**Raw data:**

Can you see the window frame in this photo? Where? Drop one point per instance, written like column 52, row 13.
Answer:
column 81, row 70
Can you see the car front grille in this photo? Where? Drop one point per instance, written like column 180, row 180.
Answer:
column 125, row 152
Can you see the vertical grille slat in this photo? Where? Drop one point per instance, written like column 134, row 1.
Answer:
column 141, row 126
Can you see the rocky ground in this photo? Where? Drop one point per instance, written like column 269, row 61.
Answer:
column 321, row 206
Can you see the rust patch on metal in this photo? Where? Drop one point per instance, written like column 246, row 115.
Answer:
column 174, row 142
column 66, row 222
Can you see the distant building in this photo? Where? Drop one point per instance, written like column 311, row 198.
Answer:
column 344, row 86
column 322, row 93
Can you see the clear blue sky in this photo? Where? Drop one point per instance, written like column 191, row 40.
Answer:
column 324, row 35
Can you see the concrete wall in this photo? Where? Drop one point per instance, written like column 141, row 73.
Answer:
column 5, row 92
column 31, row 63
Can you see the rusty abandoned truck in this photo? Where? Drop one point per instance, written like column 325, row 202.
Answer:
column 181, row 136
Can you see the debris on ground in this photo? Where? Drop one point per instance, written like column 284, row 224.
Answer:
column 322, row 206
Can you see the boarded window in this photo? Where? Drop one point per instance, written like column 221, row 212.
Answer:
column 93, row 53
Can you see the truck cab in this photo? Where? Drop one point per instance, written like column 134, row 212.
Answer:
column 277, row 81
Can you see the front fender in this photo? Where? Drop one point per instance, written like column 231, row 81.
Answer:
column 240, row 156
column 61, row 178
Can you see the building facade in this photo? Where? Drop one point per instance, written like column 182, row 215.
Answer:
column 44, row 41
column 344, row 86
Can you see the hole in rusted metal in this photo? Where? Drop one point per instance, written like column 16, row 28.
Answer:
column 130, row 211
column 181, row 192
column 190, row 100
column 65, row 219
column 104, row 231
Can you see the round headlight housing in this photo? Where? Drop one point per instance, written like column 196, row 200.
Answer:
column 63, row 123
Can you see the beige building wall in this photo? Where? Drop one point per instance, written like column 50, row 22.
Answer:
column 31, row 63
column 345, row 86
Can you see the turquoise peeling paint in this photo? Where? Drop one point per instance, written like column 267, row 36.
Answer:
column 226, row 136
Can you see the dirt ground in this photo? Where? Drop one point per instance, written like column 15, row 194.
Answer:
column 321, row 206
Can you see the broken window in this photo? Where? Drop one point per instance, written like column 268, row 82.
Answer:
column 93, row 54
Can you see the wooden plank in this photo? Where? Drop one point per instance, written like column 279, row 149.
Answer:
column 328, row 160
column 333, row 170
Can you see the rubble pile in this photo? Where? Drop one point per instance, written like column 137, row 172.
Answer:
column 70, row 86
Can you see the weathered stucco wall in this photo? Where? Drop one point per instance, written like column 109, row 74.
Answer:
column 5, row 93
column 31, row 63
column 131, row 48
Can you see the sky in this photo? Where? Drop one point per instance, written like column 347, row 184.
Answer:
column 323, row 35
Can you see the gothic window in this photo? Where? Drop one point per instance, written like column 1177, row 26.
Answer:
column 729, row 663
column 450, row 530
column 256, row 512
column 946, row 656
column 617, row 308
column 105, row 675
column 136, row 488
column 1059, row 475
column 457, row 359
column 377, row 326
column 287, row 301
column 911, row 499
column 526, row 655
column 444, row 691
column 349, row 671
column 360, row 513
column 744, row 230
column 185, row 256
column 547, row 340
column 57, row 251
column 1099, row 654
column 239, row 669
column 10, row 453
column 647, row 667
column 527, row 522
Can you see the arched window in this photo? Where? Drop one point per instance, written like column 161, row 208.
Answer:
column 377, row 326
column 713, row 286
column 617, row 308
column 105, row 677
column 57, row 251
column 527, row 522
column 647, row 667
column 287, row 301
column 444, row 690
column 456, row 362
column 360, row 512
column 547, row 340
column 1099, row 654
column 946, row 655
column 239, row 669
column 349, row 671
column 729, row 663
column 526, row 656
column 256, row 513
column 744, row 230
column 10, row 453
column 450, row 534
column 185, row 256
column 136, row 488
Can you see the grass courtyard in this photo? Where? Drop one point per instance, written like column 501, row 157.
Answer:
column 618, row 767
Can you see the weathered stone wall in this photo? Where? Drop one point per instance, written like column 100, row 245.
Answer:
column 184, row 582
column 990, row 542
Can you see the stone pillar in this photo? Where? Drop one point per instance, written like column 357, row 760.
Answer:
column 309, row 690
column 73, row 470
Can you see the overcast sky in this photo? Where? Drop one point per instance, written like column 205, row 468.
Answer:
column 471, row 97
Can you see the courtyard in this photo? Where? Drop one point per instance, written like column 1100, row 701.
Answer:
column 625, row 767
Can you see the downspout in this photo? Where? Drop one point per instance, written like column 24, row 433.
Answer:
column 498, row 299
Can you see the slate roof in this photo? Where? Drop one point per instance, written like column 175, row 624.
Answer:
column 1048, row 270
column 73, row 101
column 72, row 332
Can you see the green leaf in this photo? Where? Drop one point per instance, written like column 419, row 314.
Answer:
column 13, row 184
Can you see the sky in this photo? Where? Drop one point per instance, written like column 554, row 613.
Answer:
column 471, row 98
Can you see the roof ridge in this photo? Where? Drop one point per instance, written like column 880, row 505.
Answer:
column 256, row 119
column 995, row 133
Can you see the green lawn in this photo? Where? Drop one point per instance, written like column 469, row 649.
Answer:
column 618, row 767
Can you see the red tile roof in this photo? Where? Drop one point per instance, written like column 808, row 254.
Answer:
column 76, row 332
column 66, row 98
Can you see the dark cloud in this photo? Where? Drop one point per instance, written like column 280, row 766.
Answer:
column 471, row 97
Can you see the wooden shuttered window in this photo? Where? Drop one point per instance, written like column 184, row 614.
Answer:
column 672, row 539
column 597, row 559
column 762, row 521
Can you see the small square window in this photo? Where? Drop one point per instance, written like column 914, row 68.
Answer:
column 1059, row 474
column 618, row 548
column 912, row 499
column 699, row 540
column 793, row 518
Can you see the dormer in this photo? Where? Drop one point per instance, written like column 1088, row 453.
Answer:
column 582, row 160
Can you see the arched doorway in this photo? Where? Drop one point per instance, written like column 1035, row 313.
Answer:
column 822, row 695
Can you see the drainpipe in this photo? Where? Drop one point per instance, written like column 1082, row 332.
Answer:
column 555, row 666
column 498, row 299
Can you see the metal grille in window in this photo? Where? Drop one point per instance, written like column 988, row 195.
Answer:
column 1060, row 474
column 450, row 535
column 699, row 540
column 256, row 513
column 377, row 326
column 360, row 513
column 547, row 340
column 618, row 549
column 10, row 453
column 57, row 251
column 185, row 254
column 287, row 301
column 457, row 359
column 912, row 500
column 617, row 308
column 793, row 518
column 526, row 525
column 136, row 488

--

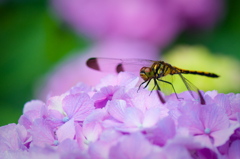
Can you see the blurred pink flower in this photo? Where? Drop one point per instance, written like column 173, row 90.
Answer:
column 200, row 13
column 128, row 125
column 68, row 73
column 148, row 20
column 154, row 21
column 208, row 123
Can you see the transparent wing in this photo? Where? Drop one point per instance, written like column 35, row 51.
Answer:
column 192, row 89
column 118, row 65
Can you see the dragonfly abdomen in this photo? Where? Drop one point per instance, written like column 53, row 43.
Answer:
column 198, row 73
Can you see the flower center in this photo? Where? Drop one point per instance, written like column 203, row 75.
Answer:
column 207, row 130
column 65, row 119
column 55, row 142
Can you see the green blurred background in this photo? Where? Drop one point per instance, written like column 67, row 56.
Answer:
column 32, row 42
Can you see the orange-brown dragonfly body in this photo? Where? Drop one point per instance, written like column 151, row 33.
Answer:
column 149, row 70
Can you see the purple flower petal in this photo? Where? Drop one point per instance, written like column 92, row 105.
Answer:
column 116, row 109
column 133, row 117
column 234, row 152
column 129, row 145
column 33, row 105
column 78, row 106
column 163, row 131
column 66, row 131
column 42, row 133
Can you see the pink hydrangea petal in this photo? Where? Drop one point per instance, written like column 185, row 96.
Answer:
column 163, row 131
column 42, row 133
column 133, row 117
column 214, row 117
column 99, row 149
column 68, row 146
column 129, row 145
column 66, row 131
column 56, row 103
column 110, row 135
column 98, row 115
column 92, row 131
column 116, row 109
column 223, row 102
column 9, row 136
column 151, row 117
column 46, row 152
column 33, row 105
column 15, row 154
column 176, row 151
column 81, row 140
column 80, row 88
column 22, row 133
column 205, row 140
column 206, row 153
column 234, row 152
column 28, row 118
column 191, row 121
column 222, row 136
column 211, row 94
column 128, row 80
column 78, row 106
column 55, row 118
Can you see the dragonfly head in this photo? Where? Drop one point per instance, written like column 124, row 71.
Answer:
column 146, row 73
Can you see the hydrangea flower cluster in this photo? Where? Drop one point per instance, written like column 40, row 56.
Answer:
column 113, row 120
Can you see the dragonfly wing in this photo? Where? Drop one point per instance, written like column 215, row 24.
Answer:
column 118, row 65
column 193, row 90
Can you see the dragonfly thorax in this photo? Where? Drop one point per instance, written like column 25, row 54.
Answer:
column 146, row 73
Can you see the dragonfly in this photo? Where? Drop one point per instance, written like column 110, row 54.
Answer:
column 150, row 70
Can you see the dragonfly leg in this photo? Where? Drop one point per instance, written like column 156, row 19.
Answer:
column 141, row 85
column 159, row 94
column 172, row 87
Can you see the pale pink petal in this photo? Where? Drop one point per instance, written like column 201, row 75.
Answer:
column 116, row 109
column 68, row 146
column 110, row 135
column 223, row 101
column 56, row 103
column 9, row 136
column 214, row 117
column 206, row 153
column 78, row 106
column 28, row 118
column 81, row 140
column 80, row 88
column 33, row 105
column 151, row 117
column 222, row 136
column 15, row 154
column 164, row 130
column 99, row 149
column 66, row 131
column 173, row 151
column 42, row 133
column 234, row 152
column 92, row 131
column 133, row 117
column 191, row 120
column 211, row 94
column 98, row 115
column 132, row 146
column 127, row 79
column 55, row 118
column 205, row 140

==

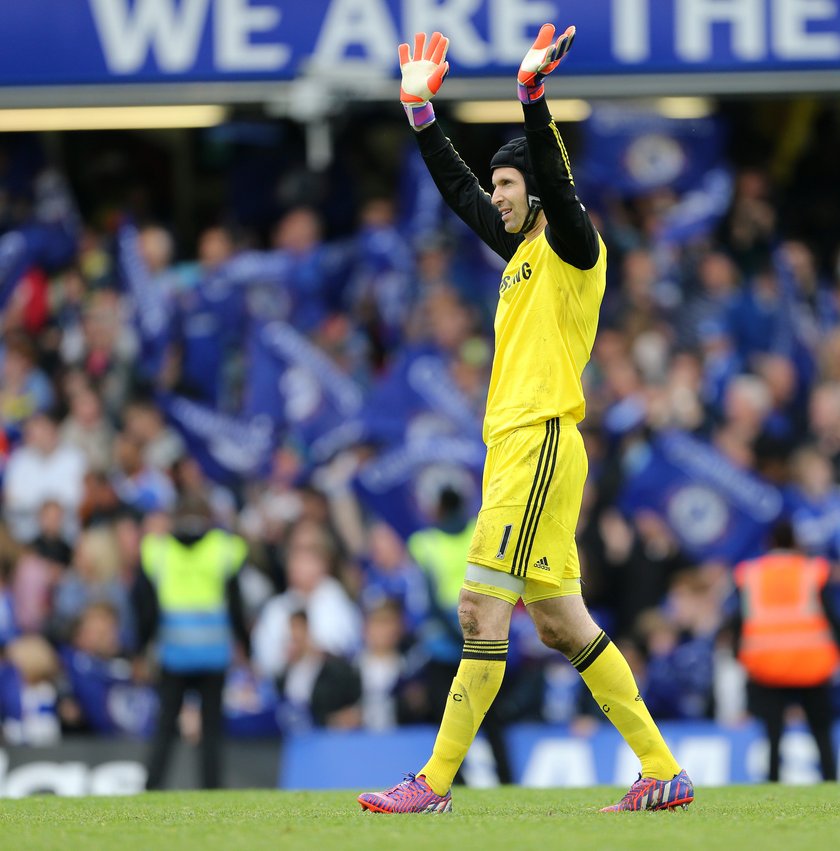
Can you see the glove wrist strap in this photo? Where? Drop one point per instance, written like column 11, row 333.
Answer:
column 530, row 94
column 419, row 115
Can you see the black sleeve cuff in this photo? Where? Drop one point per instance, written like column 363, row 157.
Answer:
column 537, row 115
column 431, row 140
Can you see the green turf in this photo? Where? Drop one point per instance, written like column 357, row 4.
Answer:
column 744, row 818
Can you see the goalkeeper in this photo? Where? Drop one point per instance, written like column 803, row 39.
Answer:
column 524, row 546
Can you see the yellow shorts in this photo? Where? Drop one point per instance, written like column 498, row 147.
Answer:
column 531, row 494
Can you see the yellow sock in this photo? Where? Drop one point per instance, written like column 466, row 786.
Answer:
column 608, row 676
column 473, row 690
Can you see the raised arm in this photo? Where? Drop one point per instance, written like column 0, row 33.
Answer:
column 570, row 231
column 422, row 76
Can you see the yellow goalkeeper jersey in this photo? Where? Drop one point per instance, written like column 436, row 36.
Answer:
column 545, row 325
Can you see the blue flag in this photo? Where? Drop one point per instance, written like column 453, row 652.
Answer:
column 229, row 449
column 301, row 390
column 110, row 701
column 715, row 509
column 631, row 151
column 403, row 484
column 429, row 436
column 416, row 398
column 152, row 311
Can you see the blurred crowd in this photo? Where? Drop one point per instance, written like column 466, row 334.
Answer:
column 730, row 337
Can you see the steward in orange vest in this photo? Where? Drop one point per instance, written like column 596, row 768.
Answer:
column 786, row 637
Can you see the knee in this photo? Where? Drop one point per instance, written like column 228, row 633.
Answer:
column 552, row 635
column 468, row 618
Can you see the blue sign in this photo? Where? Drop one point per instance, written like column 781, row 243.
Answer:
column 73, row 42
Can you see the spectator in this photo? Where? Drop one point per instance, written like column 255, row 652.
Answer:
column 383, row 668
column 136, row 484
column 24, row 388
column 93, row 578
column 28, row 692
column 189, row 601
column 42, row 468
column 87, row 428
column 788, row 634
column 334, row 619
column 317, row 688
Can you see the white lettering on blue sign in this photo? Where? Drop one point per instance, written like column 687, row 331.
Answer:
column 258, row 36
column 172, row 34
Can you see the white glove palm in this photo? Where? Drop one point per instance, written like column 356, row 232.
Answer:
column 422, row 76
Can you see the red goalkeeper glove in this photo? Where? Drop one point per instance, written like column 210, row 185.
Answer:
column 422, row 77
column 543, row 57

**Problem to work on:** Count every line of the data above that includes the word "white", then state the total and nothing more.

**Written response:** 2